• _Exercise_
Copy the data word for word, from the line with "of the stainless" to the line with "[(586, 335), (588, 225), (597, 210)]", both of those lines included.

• _Dataset extract_
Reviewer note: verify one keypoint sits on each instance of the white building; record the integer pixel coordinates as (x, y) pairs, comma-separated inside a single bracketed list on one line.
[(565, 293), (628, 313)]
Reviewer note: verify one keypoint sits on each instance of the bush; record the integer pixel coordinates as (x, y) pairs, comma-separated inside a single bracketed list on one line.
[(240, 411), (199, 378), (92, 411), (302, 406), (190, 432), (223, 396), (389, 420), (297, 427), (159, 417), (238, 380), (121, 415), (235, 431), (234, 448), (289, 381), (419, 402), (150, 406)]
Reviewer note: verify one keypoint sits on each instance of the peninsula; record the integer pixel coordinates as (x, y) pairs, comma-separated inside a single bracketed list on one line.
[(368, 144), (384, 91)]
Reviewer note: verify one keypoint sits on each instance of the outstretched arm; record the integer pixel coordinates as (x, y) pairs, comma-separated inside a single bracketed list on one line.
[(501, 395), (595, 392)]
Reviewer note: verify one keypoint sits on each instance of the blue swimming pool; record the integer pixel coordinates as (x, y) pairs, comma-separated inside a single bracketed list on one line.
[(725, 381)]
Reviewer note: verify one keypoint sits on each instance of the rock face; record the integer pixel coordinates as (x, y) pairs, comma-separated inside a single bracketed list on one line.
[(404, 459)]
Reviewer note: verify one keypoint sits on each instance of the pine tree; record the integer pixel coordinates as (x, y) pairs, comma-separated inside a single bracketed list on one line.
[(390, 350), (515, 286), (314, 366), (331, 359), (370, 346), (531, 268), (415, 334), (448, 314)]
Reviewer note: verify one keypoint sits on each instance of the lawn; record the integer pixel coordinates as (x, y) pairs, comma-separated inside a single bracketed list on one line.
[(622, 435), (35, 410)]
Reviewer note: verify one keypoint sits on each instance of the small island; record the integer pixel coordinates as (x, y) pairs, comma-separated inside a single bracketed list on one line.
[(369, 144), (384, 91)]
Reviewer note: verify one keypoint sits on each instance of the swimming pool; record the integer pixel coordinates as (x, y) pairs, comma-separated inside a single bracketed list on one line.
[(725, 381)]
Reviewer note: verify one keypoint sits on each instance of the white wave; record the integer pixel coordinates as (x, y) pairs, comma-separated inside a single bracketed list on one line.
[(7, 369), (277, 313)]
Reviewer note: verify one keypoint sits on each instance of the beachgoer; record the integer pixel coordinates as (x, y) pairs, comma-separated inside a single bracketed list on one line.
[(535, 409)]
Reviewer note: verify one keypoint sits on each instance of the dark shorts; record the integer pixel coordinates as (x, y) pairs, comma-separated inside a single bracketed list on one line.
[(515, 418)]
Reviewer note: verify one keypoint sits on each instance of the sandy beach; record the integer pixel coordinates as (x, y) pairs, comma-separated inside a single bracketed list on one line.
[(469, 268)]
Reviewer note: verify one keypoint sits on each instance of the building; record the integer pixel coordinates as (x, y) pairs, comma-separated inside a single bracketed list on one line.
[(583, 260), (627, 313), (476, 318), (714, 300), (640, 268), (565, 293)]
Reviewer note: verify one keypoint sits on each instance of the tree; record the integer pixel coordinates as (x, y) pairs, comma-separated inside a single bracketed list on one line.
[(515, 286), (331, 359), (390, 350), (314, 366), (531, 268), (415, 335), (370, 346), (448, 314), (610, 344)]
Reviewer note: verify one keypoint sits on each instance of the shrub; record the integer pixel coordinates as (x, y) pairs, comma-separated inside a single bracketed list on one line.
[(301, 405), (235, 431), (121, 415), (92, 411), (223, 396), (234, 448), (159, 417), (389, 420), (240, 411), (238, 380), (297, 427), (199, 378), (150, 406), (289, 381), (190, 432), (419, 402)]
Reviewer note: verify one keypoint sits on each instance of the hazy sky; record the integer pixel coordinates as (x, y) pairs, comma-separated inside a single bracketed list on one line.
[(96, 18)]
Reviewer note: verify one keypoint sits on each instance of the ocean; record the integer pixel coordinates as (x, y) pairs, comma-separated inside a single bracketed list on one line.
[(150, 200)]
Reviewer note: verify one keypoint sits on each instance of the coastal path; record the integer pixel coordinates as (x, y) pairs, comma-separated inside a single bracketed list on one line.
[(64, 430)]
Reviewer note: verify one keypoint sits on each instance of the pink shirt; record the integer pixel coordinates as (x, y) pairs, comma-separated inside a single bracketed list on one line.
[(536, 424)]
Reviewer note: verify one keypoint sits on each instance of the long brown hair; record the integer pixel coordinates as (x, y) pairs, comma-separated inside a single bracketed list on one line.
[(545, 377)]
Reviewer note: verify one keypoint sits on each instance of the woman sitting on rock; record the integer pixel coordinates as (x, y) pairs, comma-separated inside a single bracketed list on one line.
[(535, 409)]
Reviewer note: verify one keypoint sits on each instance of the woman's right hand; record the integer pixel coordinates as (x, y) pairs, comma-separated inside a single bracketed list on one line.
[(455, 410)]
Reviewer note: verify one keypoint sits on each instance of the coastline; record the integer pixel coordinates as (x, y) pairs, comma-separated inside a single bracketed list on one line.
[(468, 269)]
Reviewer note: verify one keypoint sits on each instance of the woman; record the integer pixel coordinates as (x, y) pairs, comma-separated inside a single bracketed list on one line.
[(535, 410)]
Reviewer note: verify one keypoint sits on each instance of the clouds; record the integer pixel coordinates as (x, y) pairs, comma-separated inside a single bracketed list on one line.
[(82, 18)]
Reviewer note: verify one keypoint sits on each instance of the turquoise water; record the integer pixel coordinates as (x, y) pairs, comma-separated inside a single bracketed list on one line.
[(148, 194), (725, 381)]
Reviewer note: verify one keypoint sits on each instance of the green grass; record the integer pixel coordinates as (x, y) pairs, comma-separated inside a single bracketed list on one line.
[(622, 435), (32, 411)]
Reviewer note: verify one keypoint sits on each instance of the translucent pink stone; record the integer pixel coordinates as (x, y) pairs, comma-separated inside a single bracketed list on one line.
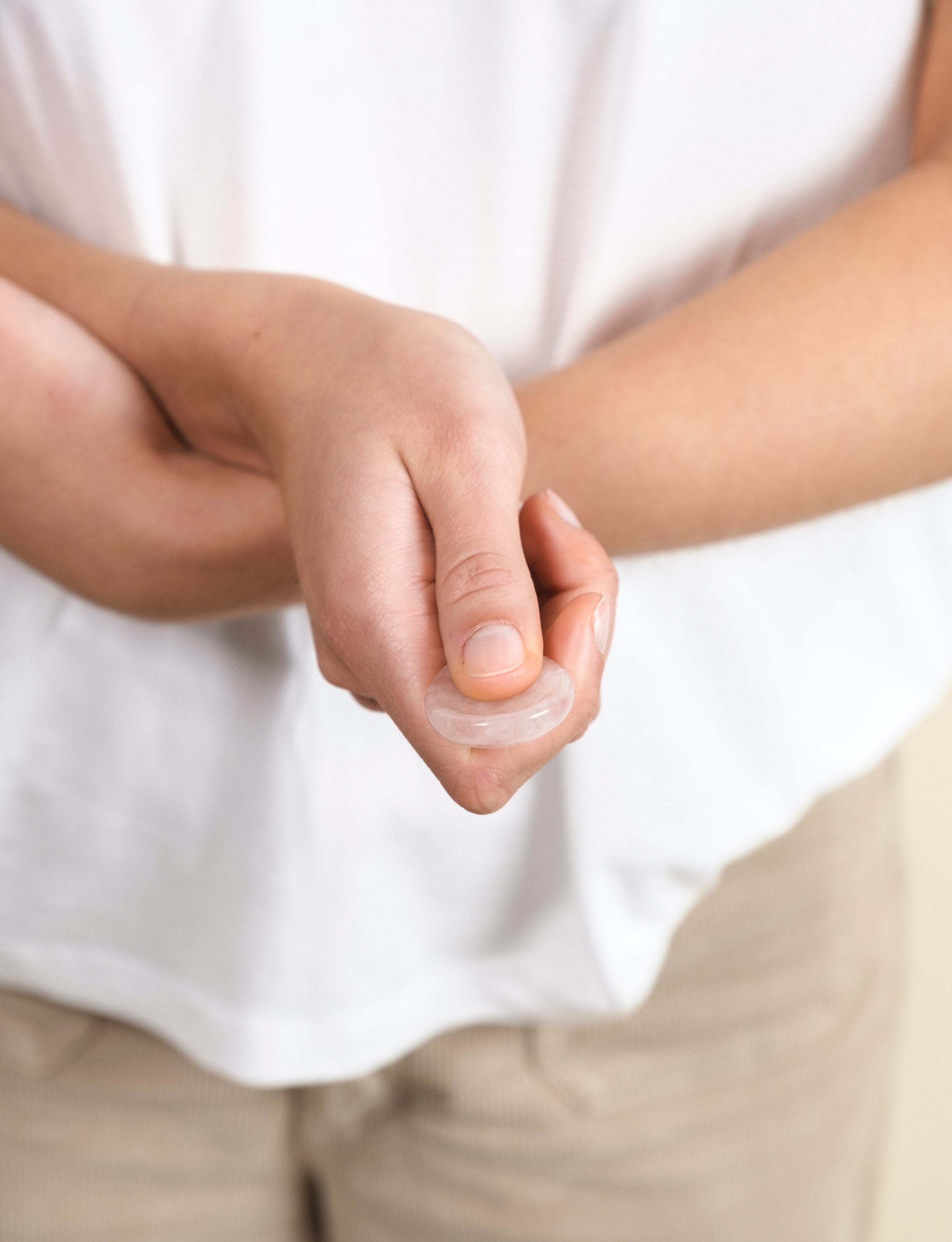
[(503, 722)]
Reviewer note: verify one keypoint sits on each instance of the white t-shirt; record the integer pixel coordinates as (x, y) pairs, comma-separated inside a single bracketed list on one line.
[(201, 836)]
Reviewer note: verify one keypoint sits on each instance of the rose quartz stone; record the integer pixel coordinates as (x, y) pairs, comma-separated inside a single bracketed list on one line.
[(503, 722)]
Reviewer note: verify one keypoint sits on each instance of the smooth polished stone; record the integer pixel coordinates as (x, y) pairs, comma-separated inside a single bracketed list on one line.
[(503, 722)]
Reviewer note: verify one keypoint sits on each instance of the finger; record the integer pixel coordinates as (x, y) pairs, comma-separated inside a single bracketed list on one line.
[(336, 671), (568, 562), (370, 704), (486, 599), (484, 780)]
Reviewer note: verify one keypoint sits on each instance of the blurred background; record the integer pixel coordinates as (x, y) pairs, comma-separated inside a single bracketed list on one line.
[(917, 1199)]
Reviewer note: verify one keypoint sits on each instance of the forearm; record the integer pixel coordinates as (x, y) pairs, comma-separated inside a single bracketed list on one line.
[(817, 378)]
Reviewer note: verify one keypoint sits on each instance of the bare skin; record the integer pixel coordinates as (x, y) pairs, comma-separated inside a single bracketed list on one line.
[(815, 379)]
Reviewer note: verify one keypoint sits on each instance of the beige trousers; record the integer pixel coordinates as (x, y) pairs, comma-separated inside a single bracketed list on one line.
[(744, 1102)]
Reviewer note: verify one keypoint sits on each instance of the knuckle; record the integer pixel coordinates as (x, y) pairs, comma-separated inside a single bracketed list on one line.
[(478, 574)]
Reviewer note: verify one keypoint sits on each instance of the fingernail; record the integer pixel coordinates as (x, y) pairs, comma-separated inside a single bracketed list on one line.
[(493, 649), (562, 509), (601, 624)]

--

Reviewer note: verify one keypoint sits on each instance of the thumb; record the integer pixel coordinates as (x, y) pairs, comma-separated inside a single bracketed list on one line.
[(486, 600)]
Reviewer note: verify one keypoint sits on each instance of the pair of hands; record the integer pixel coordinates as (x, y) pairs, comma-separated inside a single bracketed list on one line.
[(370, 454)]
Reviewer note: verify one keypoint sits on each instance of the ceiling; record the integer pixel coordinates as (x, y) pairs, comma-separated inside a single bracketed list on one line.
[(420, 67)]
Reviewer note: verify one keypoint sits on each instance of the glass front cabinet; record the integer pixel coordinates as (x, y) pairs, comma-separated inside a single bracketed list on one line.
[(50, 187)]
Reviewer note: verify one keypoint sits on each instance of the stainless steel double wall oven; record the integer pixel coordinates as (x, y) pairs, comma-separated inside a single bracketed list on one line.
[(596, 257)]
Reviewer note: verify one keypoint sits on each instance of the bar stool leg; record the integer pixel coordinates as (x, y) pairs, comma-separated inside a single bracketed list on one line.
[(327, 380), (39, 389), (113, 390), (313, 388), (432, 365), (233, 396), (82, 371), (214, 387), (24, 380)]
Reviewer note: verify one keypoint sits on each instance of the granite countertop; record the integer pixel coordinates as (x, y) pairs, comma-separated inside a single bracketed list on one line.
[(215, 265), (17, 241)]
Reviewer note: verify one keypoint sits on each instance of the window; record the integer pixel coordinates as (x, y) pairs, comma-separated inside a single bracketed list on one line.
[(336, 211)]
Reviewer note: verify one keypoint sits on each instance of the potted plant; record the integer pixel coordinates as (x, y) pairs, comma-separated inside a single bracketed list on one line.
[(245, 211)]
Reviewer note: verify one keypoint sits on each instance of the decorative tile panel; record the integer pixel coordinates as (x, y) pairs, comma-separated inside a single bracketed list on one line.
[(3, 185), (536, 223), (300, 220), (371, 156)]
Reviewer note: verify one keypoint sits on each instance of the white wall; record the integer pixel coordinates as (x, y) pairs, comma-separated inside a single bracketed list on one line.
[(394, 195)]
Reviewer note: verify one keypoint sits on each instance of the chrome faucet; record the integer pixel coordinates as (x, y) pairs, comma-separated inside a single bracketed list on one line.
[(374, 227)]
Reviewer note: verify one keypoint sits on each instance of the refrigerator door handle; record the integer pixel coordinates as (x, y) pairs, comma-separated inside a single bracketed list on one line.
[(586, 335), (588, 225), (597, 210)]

• _Response to the exercise_
Reviewer note: verify one keypoint sits on each instance of the stainless steel double wall oven; record the integer pixel coordinates as (x, y) pairs, comma-separated inside a single bracketed list on one line.
[(596, 257)]
Reviewer note: verify one keypoint sits on each instance of the bar stool leg; record the integer pixel coordinates as (x, y) pairs, comma-separated inside a single bracketed list on one line.
[(327, 380), (39, 389), (113, 390), (313, 388), (432, 365), (233, 396), (82, 371), (214, 387), (24, 380)]
Reviewer note: verify one keypoint sits on each instance of the granite countertop; record the integer pixel coordinates as (x, y) pairs, comma-separated inside a single bracketed list on one line.
[(215, 265), (17, 241)]
Reviewer note: verify one keypoint sits on each instance of the window; record the integer pixel coordinates as (x, y) pairs, comma-separated inside a single bracketed list on one line.
[(336, 211)]
Reviewer note: verify one keypoint sits on each instance of the potted plant; record the integer pixel coordinates as (x, y) pairs, comma-separated inside a single bracketed list on one line.
[(245, 211)]
Reviewer note: verify one keypoint sits on each instance of the decorative tile panel; record the integer pixel coordinates as (x, y) pairs, comma-separated inside a single bracketed list on one line.
[(3, 185), (536, 223), (300, 220), (371, 156)]
Reviewer note: verify one keypoint sits on each instance of the white wall; record the integer pixel coordinates as (x, y) pairs, comma-separated inside a single bracketed list on one line.
[(394, 195)]
Reviewer note: verify one keypoint sits on each instance of the chrome faucet; record the integer pixel coordinates as (x, y) pairs, comma-separated inside a single bracketed list on one line.
[(374, 227)]
Reviewer note: verify one keypoint sits on each instance of the refrigerator door handle; record the integer pixel coordinates as (x, y) pairs, comma-separated inside a single bracketed list on one line.
[(586, 335), (588, 225), (597, 210)]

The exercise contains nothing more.